INSTRUCTIONS:
**1.** Answer these questions from the forum thread on Unicode:
(a) Which real town in America is named to show that ASCII doesn't work for American English?
(b) What did escabeche's son say he thought the poop emoji was?
(c) What work is said to exist in the post by Johnny Wallflower?
**2.** Write the next part of the forum thread on Unicode, starting after its last line.

SOURCE TEXT:
If you want to get mad about cultural bias in Unicode, look to Chinese/Japanese/Korean unification. Or the long tortured process of adding all the Chinese words to the standard. Or the way that UTF-8 encoding for Chinese is remarkably inefficient.

If you want to get mad about cultural bias in character handling in general, get mad at all the software that still thinks ASCII-only is somehow acceptable. ASCII doesn't even work for American English; Española is a real town in America, you know? And it certainly doesn't work for any other European language. A particular pet peeve of mine is the term "special characters", as if somehow the letters of anything other than a restricted form of American English were "special".
posted by Nelson at 8:34 AM on March 22, 2015 [17 favorites]


I wrote my son email about going to the state fair and he wrote a response full of poop emoji. I said "why did you send me this?" and he said "i thought it was cool they had an emoji for funnel cake."
posted by escabeche at 8:54 AM on March 22, 2015 [44 favorites]


Yeah, the one legitimate complaint in this article was fixed in Unicode a full decade ago. The rest appears to boil down to "I don’t want to have to type a character in my language using Unicode combining characters". To which the universal response is: that’s how Unicode works. It’s how Unicode has always worked. What exactly is the difficulty here?

Frankly, there’s a list of problems in computing which can be laid at the door of the predominantly white, male, western focus of the dominant software companies but Unicode is not one of them.

The "are you even a native speaker?" attempted put down in the HN thread was particularly choice.
posted by pharm at 8:54 AM on March 22, 2015 [5 favorites]


Worth reading for the information that MOBY DICK IN EMOJI exists.
posted by Johnny Wallflower at 9:05 AM on March 22, 2015 [4 favorites]


From the Hacker News link, I thought this was interesting:
It seems to me that the high-level issue here is that Unicode is caught between people who want it to be a set of alphabets, and people who want it to be a set of graphemes.

The former group would give each "semantic character" its own codepoint, even when that character is "mappable" to a character in another language that has the same "purpose" and is always represented with the same grapheme (see, for example, latin "a" vs. japanese full-width "a", or duplicate ideograph sets between the CJK languages.) In extremis, each language would be its own "namespace", and a codepoint would effectively be described canonically as a {language, offset} pair.

The latter group, meanwhile, would just have Unicode as a bag of graphemes, consolidated so that there's only one "a" that all languages that want an "a" share, and where complex "characters" (ideographs, for example, but what we're talking about here is another) are composed as ligatures from atomic "radical" graphemes.

I'm not sure that either group is right, but trying to do both at once, as Unicode is doing, is definitely wrong. Pick whichever, but you have to pick.
Does anyone know if this is an accurate assessment? It seems like a root philosophical decision that should have been made at the start....
posted by GenjiandProust at 9:06 AM on March 22, 2015 [7 favorites]




If you want to get mad about cultural bias in character handling in general, get mad at all the software that still thinks ASCII-only is somehow acceptable.

This is from 2003, was years overdue then, and yet even in 2015 I still occasionally have to nudge people to read it:

The Absolute Minimum Every Software Developer Absolutely, Positively Must Know About Unicode and Character Sets (No Excuses!)

DATASET RECORDS:
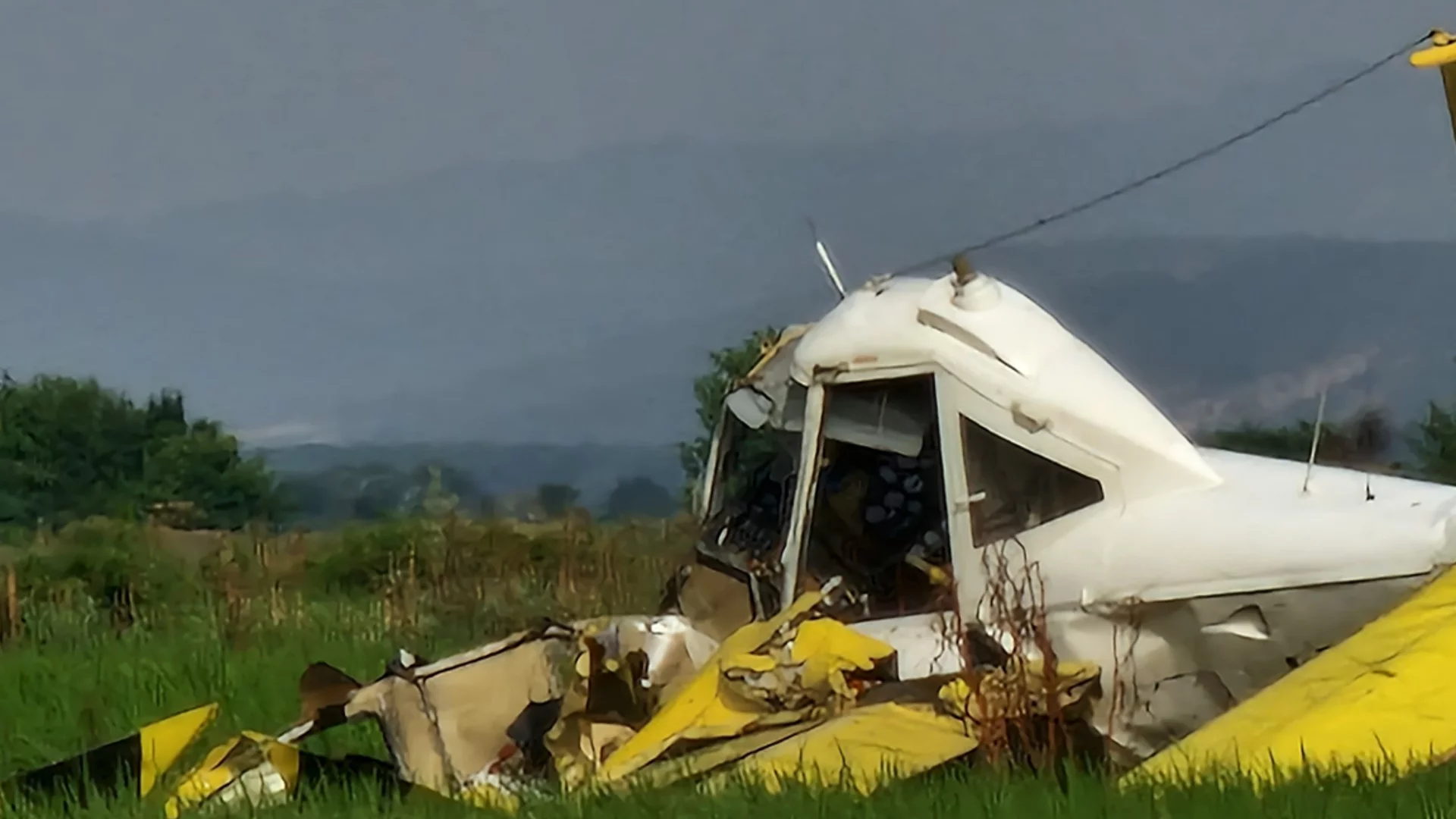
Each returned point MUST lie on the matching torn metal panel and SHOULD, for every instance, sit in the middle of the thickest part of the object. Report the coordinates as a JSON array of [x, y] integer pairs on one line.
[[759, 676], [447, 720], [258, 771], [862, 749], [1378, 698], [134, 763]]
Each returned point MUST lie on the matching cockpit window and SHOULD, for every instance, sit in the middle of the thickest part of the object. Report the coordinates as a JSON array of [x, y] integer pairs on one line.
[[878, 518]]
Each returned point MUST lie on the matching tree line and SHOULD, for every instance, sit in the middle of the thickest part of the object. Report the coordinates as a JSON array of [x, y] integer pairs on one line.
[[73, 449]]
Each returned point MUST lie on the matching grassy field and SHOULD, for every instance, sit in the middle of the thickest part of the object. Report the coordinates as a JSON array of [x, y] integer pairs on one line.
[[123, 626]]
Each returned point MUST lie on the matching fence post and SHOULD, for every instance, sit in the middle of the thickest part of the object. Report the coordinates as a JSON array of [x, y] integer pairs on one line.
[[12, 604]]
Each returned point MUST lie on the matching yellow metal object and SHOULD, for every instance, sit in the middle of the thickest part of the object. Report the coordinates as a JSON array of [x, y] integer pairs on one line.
[[746, 687], [864, 749], [1379, 698], [249, 767], [165, 741], [1442, 55], [1440, 52], [1021, 689], [491, 798]]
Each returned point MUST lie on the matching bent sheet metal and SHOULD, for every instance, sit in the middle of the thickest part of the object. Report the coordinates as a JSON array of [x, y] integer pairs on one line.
[[1379, 701], [133, 763]]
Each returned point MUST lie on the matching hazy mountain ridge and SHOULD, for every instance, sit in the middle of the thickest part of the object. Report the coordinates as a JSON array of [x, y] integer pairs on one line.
[[577, 300], [497, 469]]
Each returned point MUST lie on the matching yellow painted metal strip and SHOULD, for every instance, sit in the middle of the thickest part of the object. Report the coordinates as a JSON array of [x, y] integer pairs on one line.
[[165, 741], [1382, 697]]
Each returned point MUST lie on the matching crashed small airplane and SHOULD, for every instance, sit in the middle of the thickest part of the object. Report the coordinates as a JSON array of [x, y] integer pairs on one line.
[[929, 513]]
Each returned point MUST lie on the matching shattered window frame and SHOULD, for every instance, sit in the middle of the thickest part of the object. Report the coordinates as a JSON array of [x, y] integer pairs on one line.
[[934, 493], [1060, 490]]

PER-TASK ANSWERS:
**1.**
(a) Española
(b) An emoji for funnel cake
(c) MOBY DICK IN EMOJI

**2.**
posted by swr at 9:28 AM on March 22, 2015 [9 favorites]


and from that very Joelson article: "If a letter's shape changes at the end of the word, is that a different letter? Hebrew says yes, Arabic says no. Anyway, the smart people at the Unicode consortium have been figuring this out for the last decade or so, accompanied by a great deal of highly political debate, and you don't have to worry about it. They've figured it all out already."
posted by Lanark at 9:30 AM on March 22, 2015


Another thing is that to a great degree Unicode is just a bunch of pre-existing encoding schemes smooshed together without especial rhyme or reason. For example, (from 2009/Unicode 6.0)
a group of five characters representing specific cultural icons (Mount Fuji, Tokyo Tower, Statue of Liberty, Silhouette of Japan and Statue of Moyai) have been vigorously opposed because they give the appearance of setting a precedent for encoding hundreds of other characters representing cultural or nationalistic icons, such as the Great Wall of China, the Pyramids of Giza, the Eiffel Tower, Tower Bridge, Mount Kilimanjaro, etc. etc. Some of us would have prefered to encode generic versions of these characters (e.g. Snow-Capped Mountain instead of Mount Fuji), but Google insisted that these characters had specific semantics that generic versions of the characters would not be able to represent, so in the end they were accepted as is. Note however, that they are not precedents for encoding other characters representing cultural icons, as they were not encoded because of the importance of the objects these characters represent, but for interoperability reasons (cross-mapping to existing emoji codes). Of course, if mobile phone vendors start adding emoji for the Great Wall of China, etc. then ....
posted by XMLicious at 9:35 AM on March 22, 2015 [1 favorite]


...fucking emojis.....fuck fuck fuck fuck.

have a nice day.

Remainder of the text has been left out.